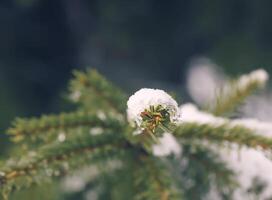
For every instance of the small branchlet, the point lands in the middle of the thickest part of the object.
(223, 133)
(235, 92)
(48, 125)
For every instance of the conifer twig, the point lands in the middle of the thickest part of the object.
(223, 133)
(38, 127)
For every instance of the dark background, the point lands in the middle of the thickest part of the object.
(144, 43)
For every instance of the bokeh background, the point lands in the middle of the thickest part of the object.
(144, 43)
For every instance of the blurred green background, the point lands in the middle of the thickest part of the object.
(144, 43)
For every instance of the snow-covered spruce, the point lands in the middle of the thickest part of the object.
(150, 108)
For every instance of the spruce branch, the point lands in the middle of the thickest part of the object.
(51, 124)
(91, 88)
(57, 159)
(223, 133)
(235, 92)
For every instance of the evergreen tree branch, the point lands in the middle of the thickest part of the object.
(51, 124)
(91, 88)
(234, 134)
(57, 159)
(235, 92)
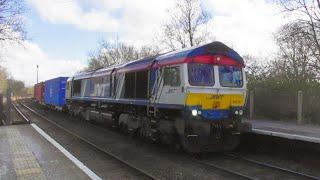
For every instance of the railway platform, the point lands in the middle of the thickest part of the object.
(288, 130)
(25, 154)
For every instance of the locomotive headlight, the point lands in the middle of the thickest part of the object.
(199, 112)
(194, 112)
(240, 112)
(236, 112)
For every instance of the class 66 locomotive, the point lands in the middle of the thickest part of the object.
(193, 97)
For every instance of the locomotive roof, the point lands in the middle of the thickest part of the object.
(215, 48)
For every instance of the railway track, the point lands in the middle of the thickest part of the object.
(224, 169)
(141, 171)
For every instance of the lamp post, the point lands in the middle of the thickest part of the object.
(37, 73)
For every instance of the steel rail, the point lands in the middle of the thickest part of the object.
(92, 144)
(242, 176)
(238, 175)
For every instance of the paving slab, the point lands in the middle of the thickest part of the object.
(287, 130)
(25, 154)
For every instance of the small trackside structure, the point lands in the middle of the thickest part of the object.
(54, 92)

YOUR OBJECTIVE:
Skip every picture and transcribe the data above exactly.

SOLVED PROBLEM:
For every instance of the small branchlet, the point lands in the middle of the thickest part of the object.
(223, 133)
(235, 92)
(48, 125)
For every instance of the conifer twig, the point lands in the middle of the thickest part of the object.
(223, 133)
(38, 127)
For every instance of the dark background, the point lands in the middle of the thickest part of the object.
(144, 43)
For every instance of the bokeh background, the point lands in the middle of the thickest part of the object.
(144, 43)
For every instance of the blurred green background, the point lands in the middle of the thickest part of the object.
(144, 43)
For every instance of the snow-covered spruce, the point lands in the middle of the thickest part of the object.
(150, 108)
For every instance of the spruce branch, the point lands in the middle of the thickest part of the object.
(51, 124)
(91, 88)
(57, 159)
(223, 133)
(235, 92)
For every instance of the evergreen tree branch, the point lands in the middle of the thickest part of the object.
(51, 124)
(91, 88)
(234, 134)
(57, 159)
(235, 92)
For every instance of the railway platform, the point lands in the middle of the thickest part of the object.
(288, 130)
(25, 154)
For every instance of the locomotive headlight, the point lands in the middle of the thickest part of the object.
(199, 112)
(194, 112)
(240, 112)
(236, 112)
For every instance of the class 66 locomotive, the point lands in the middle of the thickest part of the object.
(193, 97)
For every instance of the locomotive roof, the point lands in the middle of the thickest part of the object.
(215, 48)
For every instance of the railway track, the point lands in the middle of the thickest part of the object.
(224, 169)
(141, 171)
For every instance of the lamp post, the point lands in the middle of the thickest part of the object.
(37, 73)
For every instance of the steel rail, the point lands in the middle of the thickest part of the object.
(92, 144)
(242, 176)
(238, 175)
For every instance of the paving slab, the point lands in the middle of the thickest part of the object.
(287, 130)
(25, 154)
For every instance of the small trackside structure, the point lands in the middle of the thickest part of the object.
(54, 92)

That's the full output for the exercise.